Lines of data:
⁂
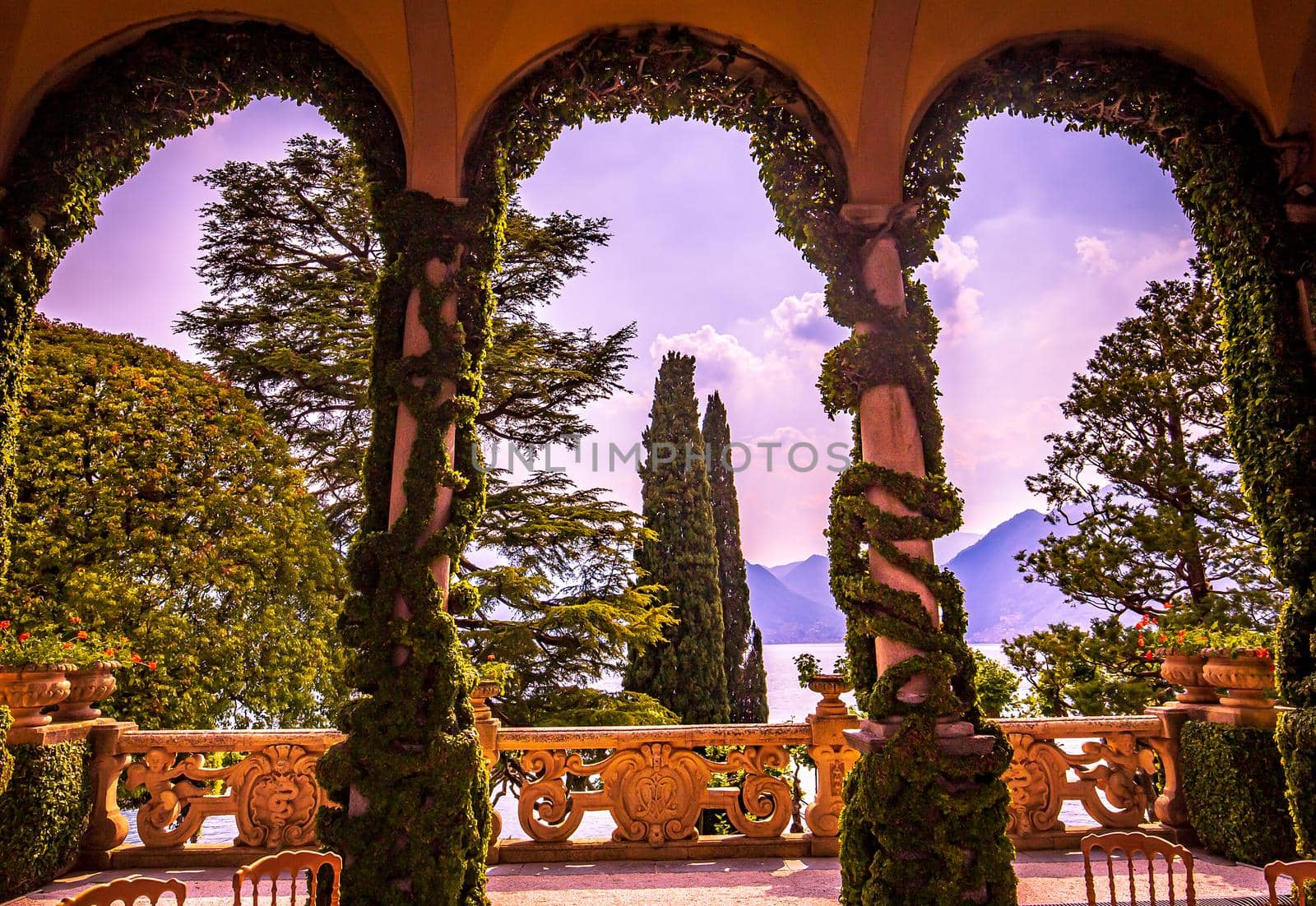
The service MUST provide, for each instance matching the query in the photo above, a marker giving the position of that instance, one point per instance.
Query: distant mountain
(948, 548)
(782, 570)
(809, 577)
(793, 603)
(787, 617)
(1000, 603)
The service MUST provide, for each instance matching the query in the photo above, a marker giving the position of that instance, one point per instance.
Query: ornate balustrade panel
(656, 781)
(655, 784)
(271, 791)
(1110, 774)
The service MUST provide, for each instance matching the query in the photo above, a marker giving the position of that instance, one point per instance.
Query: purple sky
(1050, 245)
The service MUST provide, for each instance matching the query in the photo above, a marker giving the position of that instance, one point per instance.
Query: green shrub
(43, 814)
(6, 758)
(1296, 738)
(1235, 788)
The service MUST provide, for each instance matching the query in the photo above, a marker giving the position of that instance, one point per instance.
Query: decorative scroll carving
(833, 763)
(656, 792)
(273, 794)
(1112, 776)
(276, 797)
(655, 789)
(655, 781)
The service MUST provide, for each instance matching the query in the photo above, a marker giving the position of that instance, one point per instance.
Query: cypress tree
(747, 684)
(749, 700)
(686, 673)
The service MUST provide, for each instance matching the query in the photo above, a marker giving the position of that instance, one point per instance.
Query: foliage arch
(677, 72)
(1234, 182)
(89, 137)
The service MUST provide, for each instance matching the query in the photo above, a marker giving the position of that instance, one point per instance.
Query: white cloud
(803, 320)
(711, 346)
(956, 261)
(1096, 254)
(964, 316)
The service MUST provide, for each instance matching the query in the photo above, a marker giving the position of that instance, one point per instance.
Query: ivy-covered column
(411, 779)
(925, 807)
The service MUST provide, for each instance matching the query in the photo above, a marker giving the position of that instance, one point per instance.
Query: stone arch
(1237, 186)
(96, 129)
(886, 509)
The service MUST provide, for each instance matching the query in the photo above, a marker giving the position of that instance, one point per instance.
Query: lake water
(786, 702)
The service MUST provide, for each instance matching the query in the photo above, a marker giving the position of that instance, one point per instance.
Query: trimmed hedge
(1296, 738)
(43, 814)
(1235, 787)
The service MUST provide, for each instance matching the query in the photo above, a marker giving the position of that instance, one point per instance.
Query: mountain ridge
(793, 601)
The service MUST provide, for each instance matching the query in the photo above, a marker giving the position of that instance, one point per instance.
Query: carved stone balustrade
(655, 785)
(1111, 776)
(271, 792)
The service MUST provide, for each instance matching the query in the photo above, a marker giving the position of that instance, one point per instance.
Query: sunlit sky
(1048, 247)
⁂
TASK DIRECTIONS:
Write out the entries above word for word. Do not include the pictures.

OUTPUT OF THE EXERCISE:
The service MUST provide, for each instance matching the query in the photo above, a marker giving the position of that instance, one point per instance.
Query: distant mountain
(948, 548)
(782, 570)
(809, 577)
(793, 603)
(787, 617)
(1000, 603)
The service MUST provide, for each instance matching the query in the photo above, a marker giving the position of that instance, one point per instance.
Query: ornate balustrade panel
(656, 781)
(655, 784)
(271, 791)
(1110, 774)
The service MUST provide, for each instance matching the query in the photo above, a marker giving the position of that instance, one point per instance.
Query: purple sky
(1050, 245)
The service MUST provide, for each instance matching the query in the photo above, a marker giving the position of that instance, one point per instance.
Query: green shrub
(43, 814)
(6, 758)
(1296, 738)
(1235, 788)
The service MUST provide, for each instance matching the query in the photo above, a marker giving the position of that instance, one point per instance.
Query: decorative scroll carving
(833, 763)
(656, 792)
(273, 794)
(1112, 776)
(276, 797)
(655, 789)
(655, 781)
The service MUST provide, for each instance matching the query in the photo above, a marker giving the position of that instance, one point per instance.
Query: cypress tree
(747, 684)
(749, 700)
(686, 673)
The service MUST provide, for each instance matching the query in the photo above, a marker giving the position of that instance, one point per instance.
Query: foliage arch
(677, 72)
(1234, 182)
(89, 137)
The service MUST provide, for each instance matching the query in the photo above, a marker giving the position of that instance, one point per instance.
Query: white cloud
(803, 320)
(711, 346)
(956, 261)
(1096, 254)
(964, 316)
The service MUST provide, for each instance matching the query in the photo above, a marker giving the position of that instance, one point per instance.
Query: ivy-covered column
(411, 779)
(925, 807)
The service MUST provide, for each instance matching the query in the photo above, a marker giving the position of that instance, one point per instance.
Query: stone arch
(1237, 186)
(96, 129)
(886, 509)
The service MUST provide, for each instance matching the query in the photo above, a marker giving the position of that instance, one point per instance.
Query: lake water
(786, 702)
The service MUST provide, for each instance matching the query in the photo above, a marker giving the position of that instance, one point per instance.
Query: trimmed hedge
(1296, 738)
(43, 814)
(1235, 787)
The service MUST provide, for each instance matching the query in the photo above, a marker giving the position of that instance, one point per instance.
Query: mountain ridge
(793, 601)
The service MUST provide, for each instance matching the query in the photo above, a marker giving the position of that instance, one point per instance.
Query: carved stone balustrade
(655, 785)
(1111, 776)
(271, 792)
The service MUST provide, for each instance matching the query in the photo above, a marker giving the position of that instance, one point per instance.
Query: sunlit sky
(1048, 247)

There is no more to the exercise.